» **Consigne**: Recopiez à l'identique le passage du texte fourni qui s'ouvre sur les mots contenant « J’ai reçu, mon » et se ferme sur « de le fortifier. ».

» **Texte fourni**:
########

CCL. (Santé de Turgot. — Sa montre.)
La Roche-Guyon, 3 novembre.
J’ai reçu, mon cher Du Pont, votre lettre du 27 ; vous n’aviez pas encore reçu celle où, en vous parlant de ma santé, je vous donnais l’explication de mon silence. Mon estomac va bien et je ferai ici le plus d’exercice que je pourrai pour achever de le fortifier.
Avant de quitter Paris, j’ai fait une expédition chez le pauvre Le Jay ; j’ai trouvé la montre comme vous l’avez laissée. Heureusement, elle était montée. Je l’ai mise dans ma poche en lui disant que je le dispensais du surplus de l’ouvrage et que je paierais la montre comme si elle était finie. Je l’ai laissé étonné comme un fondeur de cloche. Il faut que vous me mandiez les conventions que vous avez faites avec lui pour le paiement définitif, afin que je l’exécute ponctuellement.
CCLI. (Santé de Turgot.)
Lundi 8, à la Roche-Guyon, par Bonnières et non par Mante.
Je reçois votre lettre, mon cher Du Pont, et j’y réponds bien brièvement en vous apprenant que je suis ici avec la goutte au genou et au pied gauche depuis trois jours. Je fais venir ma berline, où l’on peut voyager couché, dans l’intention de retourner à Paris, aussitôt que mon état le permettra[22]. Je vous embrasse et vous fais compliment sur le courage de Mme Du Pont.
CCLII. (Les poudingues. — Santé de Turgot. — La liberté du commerce.)

########

(Lignes d'un jeu de données de pointage d'objets)
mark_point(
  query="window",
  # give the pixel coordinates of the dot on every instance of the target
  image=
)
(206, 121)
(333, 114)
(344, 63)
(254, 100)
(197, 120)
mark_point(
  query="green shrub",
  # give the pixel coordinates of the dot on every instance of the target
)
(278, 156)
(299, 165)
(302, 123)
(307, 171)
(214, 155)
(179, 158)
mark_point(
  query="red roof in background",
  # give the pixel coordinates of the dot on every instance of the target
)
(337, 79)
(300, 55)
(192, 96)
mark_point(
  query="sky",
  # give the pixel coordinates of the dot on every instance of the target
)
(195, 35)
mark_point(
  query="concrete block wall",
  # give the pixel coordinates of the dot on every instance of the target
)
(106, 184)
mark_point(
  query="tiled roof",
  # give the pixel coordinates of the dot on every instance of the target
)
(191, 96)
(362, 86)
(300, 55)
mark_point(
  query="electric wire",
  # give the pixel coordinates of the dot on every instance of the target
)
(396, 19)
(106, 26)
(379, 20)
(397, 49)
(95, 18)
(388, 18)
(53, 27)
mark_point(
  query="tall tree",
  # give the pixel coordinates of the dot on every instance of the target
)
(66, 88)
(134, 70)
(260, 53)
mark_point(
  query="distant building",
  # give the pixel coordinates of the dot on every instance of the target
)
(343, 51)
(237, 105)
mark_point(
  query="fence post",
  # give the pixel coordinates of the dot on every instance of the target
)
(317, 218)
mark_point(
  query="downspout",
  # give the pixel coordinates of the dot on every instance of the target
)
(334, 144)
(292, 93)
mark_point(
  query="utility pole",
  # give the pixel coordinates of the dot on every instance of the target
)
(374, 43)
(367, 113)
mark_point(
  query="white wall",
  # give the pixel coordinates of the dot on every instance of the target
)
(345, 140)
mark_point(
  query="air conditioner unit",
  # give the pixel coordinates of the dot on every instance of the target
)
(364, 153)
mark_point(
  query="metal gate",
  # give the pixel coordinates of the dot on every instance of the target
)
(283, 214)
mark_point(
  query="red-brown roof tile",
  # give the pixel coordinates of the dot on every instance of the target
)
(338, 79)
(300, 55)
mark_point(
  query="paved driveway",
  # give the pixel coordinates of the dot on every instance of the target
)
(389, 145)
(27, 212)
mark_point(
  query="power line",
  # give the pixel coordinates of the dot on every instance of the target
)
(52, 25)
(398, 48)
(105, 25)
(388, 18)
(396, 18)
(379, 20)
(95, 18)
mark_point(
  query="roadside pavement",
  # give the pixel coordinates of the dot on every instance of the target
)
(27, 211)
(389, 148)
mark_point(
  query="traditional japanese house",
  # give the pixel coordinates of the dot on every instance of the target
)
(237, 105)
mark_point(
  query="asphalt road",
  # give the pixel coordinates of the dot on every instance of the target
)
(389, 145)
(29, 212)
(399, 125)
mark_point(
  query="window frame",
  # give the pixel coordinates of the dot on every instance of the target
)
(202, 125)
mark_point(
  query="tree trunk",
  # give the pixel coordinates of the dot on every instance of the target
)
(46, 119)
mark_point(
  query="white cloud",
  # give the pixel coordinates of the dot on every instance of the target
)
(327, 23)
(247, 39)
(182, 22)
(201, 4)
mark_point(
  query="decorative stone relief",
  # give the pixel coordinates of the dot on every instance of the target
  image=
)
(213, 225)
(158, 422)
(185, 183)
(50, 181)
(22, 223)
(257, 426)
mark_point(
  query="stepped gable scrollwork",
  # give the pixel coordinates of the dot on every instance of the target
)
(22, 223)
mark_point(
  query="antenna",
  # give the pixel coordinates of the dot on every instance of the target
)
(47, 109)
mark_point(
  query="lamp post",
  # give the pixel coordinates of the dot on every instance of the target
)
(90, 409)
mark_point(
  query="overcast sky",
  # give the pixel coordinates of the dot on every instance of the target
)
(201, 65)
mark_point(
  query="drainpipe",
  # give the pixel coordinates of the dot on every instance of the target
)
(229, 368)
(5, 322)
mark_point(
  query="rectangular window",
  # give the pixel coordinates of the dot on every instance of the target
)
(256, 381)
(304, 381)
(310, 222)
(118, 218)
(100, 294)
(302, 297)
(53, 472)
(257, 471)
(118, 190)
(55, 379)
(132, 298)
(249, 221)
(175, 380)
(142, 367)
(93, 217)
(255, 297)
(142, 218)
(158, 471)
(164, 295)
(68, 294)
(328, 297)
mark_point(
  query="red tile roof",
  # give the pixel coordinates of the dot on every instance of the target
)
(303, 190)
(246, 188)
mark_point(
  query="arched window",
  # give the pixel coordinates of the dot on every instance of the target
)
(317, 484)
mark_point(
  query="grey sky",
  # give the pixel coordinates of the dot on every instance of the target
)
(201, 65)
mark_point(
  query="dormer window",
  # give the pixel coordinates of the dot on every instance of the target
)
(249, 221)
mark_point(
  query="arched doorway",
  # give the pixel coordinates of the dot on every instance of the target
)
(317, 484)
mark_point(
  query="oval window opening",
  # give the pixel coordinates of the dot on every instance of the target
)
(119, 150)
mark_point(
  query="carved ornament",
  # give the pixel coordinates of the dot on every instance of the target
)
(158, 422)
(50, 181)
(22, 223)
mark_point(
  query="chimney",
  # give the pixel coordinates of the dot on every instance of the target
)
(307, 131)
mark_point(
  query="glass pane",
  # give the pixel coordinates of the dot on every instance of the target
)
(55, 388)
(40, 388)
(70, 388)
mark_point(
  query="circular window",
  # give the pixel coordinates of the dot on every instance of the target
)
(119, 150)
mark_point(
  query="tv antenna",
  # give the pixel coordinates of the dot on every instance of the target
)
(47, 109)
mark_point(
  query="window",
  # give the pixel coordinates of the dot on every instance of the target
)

########

» **Réponse**:
J’ai reçu, mon cher Du Pont, votre lettre du 27 ; vous n’aviez pas encore reçu celle où, en vous parlant de ma santé, je vous donnais l’explication de mon silence. Mon estomac va bien et je ferai ici le plus d’exercice que je pourrai pour achever de le fortifier.